» Given exercise:
Return all the data, word for word.

— Begin Provided data —

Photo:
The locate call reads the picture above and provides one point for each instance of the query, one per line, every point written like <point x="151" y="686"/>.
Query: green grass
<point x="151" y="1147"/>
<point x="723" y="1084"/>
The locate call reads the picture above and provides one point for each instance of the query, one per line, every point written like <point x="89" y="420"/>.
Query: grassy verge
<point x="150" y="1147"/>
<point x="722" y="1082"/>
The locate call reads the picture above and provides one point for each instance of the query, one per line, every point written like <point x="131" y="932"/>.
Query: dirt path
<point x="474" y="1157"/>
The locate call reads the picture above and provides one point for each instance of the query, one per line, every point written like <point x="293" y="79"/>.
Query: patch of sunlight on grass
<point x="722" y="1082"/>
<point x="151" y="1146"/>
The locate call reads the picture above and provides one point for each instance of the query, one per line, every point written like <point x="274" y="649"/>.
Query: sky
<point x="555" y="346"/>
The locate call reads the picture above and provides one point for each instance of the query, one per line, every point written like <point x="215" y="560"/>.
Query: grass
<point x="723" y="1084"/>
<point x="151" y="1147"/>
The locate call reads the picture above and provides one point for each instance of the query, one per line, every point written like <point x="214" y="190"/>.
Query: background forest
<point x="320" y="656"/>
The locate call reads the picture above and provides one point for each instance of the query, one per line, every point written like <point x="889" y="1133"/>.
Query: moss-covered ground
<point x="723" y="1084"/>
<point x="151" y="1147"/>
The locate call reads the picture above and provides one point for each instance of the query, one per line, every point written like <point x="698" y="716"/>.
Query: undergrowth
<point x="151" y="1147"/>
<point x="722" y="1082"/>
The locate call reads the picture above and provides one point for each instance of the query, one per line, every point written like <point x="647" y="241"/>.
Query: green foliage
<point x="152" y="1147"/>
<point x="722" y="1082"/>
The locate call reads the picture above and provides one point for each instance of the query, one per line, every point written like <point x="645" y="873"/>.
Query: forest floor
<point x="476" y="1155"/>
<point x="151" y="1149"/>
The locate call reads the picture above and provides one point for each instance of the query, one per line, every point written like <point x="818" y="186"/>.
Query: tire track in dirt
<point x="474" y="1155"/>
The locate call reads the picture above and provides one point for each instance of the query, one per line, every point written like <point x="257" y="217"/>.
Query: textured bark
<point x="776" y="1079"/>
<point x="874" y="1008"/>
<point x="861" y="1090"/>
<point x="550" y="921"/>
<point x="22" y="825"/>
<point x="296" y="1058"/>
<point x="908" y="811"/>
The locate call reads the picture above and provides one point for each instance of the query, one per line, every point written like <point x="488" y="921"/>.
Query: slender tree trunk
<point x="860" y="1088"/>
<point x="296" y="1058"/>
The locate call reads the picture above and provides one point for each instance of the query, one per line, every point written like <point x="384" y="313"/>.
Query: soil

— End Provided data —

» Output for this exercise:
Photo:
The locate call reads the picture above and provides one point for each instance of the query, one per line, every point written like <point x="151" y="686"/>.
Query: green grass
<point x="151" y="1147"/>
<point x="723" y="1084"/>
The locate call reads the picture above and provides one point for each instance of the query, one per line, every point written like <point x="89" y="420"/>.
Query: grassy verge
<point x="150" y="1147"/>
<point x="722" y="1082"/>
The locate call reads the picture above and provides one point for each instance of the query, one per line, every point written like <point x="131" y="932"/>.
Query: dirt path
<point x="474" y="1157"/>
The locate call reads the picture above and provides one point for each instance of the query, one per line, every point written like <point x="293" y="79"/>.
Query: patch of sunlight on grass
<point x="722" y="1082"/>
<point x="151" y="1146"/>
The locate call reads the picture above and provides one point for each instance of the query, one per line, every point written like <point x="274" y="649"/>.
Query: sky
<point x="555" y="346"/>
The locate call reads the picture above and provides one point for each instance of the query, one per line, every point written like <point x="215" y="560"/>.
Query: grass
<point x="723" y="1084"/>
<point x="151" y="1147"/>
The locate call reads the picture above and provides one point for each instance of the query, one per line, every point written like <point x="214" y="190"/>.
Query: background forest
<point x="320" y="656"/>
The locate call reads the picture above and provides one point for each instance of the query, one per line, every point written like <point x="889" y="1133"/>.
Query: moss-covered ground
<point x="723" y="1084"/>
<point x="151" y="1147"/>
The locate call reads the picture above and provides one point for each instance of the query, one per line, every point written like <point x="698" y="716"/>.
Query: undergrowth
<point x="151" y="1147"/>
<point x="722" y="1082"/>
The locate call reads the picture above and provides one point for each instance of the query, one per line, every point written like <point x="647" y="241"/>.
Query: green foliage
<point x="152" y="1147"/>
<point x="722" y="1082"/>
The locate call reads the picture above and provides one point for each instance of the query, one per line, every point written like <point x="645" y="873"/>.
Query: forest floor
<point x="476" y="1155"/>
<point x="151" y="1149"/>
The locate call reads the picture above and provides one point for each instance of the query, one per line, every point written like <point x="818" y="186"/>.
Query: tire track in dirt
<point x="474" y="1155"/>
The locate call reads the picture above and provides one point for each instance of the query, one per line, every point written like <point x="257" y="217"/>.
Query: textured bark
<point x="776" y="1079"/>
<point x="874" y="1008"/>
<point x="861" y="1090"/>
<point x="550" y="921"/>
<point x="22" y="825"/>
<point x="296" y="1058"/>
<point x="908" y="811"/>
The locate call reads the picture above and provides one point for each instance of the query, one per line, every point written like <point x="488" y="921"/>.
Query: slender tree trunk
<point x="860" y="1088"/>
<point x="296" y="1058"/>
The locate call reads the picture above and provides one point for each instance of the query, one per line, every point written like <point x="384" y="313"/>.
Query: soil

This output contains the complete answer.